-- begin Text segment --

Challenging Anthropocentrism through Counter Art Histories and Non-Human Narratives

A thesis in artistic research and critical animal studies by Dr. EvaMarie Lindahl – Edge Hill University, 2022

THE TOOLKIT

I would like for this research project to end in practice. Or let me re-phrase, not end, rather start in practice by suggesting how to enter and visit the museum differently. What tools can we use to break the frames, to widen the cracks and let the wordless voices through?

One outcome of this thesis is the development of a toolkit containing five different exercises to bring along when visiting the art museum. These exercises can also be used at a visit to a zoo-prison, or other sites that frames non-human animals. The tools are drawn from the methods and terms that have been developed throughout this project when imagining the counter narratives of the visible and invisible non-humans of the fauna of the art museum: the floating I, crowded non-human animal autobiographies, the fauna of the art museum and escaping through a window. The exercises start with representation and the counting of non-human animals on display in the exhibition halls. Are they mentioned? How are they represented? Then continues to ask for a bodily investigation of the position of the ones portrayed and a first description of what they see. Next it is time to dare to engage and feel with the violent core of a painting and then to escape the violence through a window/frame as an imaginative exercise of painting an inner picture of what we cannot see. In the next exercise a drawing of that inner picture is asked for. And finally, in the fifth exercise, the wordless crowd of the fauna of the art museum is heard through the cracks of the painting.

-- end Text segment --

__Complete the following__:
(1) Answer these questions using the thesis excerpt.
(a) At which university and in what year was the thesis completed?
(b) How many exercises does the toolkit contain?
(c) In the fifth exercise, what is heard through the cracks of the painting?
(2) Return the passage of the thesis excerpt between "A thesis in" and "wordless voices through?", inclusive, copied word for word.
The data after this point has no connection to the thesis excerpt.

-- begin Data segment --

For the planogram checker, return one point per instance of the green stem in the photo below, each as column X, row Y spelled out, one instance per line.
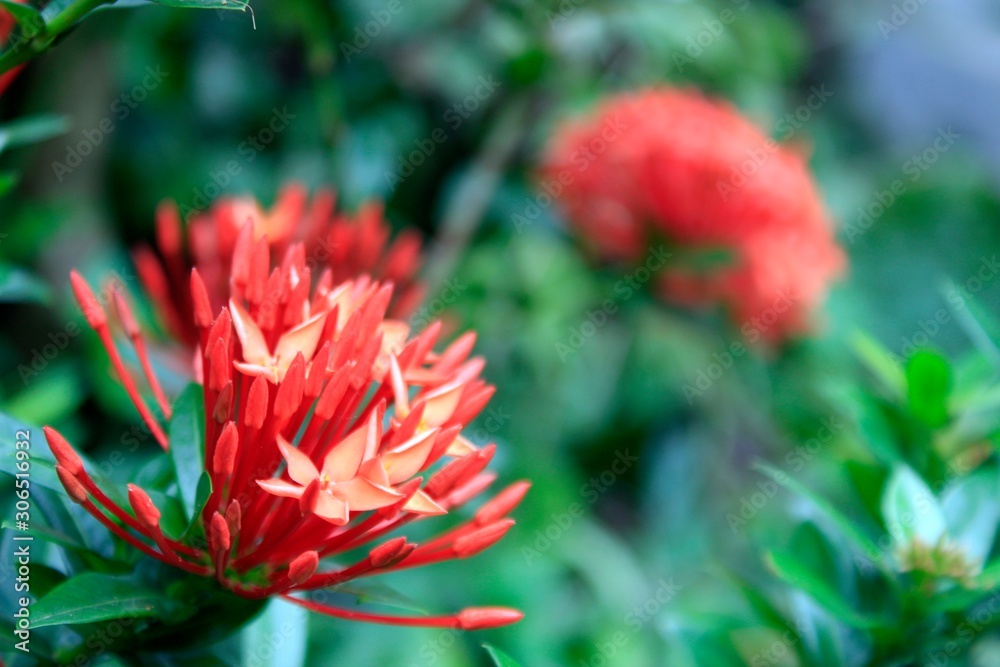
column 47, row 34
column 475, row 191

-- end Data segment --

__Correct answers__:
(1)
(a) Edge Hill University, 2022.
(b) Five.
(c) The wordless crowd of the fauna of the art museum.

(2)
A thesis in artistic research and critical animal studies by Dr. EvaMarie Lindahl – Edge Hill University, 2022

THE TOOLKIT

I would like for this research project to end in practice. Or let me re-phrase, not end, rather start in practice by suggesting how to enter and visit the museum differently. What tools can we use to break the frames, to widen the cracks and let the wordless voices through?